Copy out the lines below, replacing every "drop a dot" with "place a marker" and leaving everything else untouched.

**Working data:**
•••

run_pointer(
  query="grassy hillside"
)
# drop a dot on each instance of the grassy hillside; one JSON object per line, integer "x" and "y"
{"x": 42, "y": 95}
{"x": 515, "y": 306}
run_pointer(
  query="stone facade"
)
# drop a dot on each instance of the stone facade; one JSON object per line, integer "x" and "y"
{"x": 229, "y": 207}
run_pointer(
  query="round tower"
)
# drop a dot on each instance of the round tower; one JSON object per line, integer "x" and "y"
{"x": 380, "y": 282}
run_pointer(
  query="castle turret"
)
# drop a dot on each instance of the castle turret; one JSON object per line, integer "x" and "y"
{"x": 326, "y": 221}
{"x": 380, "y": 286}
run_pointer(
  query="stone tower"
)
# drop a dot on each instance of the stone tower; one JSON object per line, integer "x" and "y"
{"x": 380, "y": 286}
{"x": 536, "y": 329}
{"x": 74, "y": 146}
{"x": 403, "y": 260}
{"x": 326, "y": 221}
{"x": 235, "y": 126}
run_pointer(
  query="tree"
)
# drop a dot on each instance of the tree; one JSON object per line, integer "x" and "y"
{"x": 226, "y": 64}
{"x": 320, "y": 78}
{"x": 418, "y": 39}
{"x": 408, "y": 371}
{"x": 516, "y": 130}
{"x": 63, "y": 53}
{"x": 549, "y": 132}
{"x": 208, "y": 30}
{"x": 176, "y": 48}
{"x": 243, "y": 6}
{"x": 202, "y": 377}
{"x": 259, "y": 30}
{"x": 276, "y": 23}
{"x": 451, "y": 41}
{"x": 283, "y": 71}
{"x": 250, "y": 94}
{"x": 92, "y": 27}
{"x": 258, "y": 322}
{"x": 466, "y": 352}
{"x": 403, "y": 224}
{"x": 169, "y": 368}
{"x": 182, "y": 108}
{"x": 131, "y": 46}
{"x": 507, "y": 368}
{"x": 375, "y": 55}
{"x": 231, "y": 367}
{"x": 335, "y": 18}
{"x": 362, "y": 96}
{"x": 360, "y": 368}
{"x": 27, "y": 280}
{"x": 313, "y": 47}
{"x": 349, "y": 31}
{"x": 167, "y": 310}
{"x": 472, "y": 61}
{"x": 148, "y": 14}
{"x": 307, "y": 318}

•••

**Right answer:**
run_pointer(
  query="grassy hillside"
)
# place a marker on each instance of the grassy hillside; one JSON object per line, integer "x" and "y"
{"x": 42, "y": 95}
{"x": 515, "y": 306}
run_pointer(
  query="stone facade"
)
# place a marker on each instance of the stone facade; one JSON object per line, integer "x" and "y"
{"x": 229, "y": 207}
run_pointer(
  query="round tower"
)
# place a marker on each instance of the round tower; one JSON object per line, integer "x" and "y"
{"x": 380, "y": 282}
run_pointer(
  query="castle turret"
)
# place a marker on each instance of the castle turret; one JSON object per line, integer "x" and "y"
{"x": 326, "y": 221}
{"x": 380, "y": 286}
run_pointer(
  query="stone tower"
)
# place a marker on each instance of the stone tower; one JSON object per line, integer "x" and "y"
{"x": 380, "y": 286}
{"x": 536, "y": 329}
{"x": 74, "y": 146}
{"x": 403, "y": 260}
{"x": 326, "y": 221}
{"x": 235, "y": 126}
run_pointer(
  query="tree"
)
# place a marker on each instance of the tree; one JSON object per line, integer "x" and "y"
{"x": 226, "y": 64}
{"x": 320, "y": 78}
{"x": 418, "y": 39}
{"x": 408, "y": 371}
{"x": 516, "y": 130}
{"x": 63, "y": 53}
{"x": 549, "y": 132}
{"x": 208, "y": 30}
{"x": 176, "y": 48}
{"x": 243, "y": 6}
{"x": 202, "y": 377}
{"x": 259, "y": 30}
{"x": 276, "y": 23}
{"x": 451, "y": 41}
{"x": 283, "y": 71}
{"x": 250, "y": 94}
{"x": 92, "y": 27}
{"x": 258, "y": 322}
{"x": 466, "y": 352}
{"x": 403, "y": 224}
{"x": 169, "y": 368}
{"x": 182, "y": 108}
{"x": 131, "y": 46}
{"x": 507, "y": 368}
{"x": 375, "y": 55}
{"x": 231, "y": 367}
{"x": 335, "y": 18}
{"x": 362, "y": 96}
{"x": 360, "y": 368}
{"x": 27, "y": 280}
{"x": 313, "y": 47}
{"x": 349, "y": 31}
{"x": 167, "y": 310}
{"x": 472, "y": 61}
{"x": 148, "y": 14}
{"x": 307, "y": 318}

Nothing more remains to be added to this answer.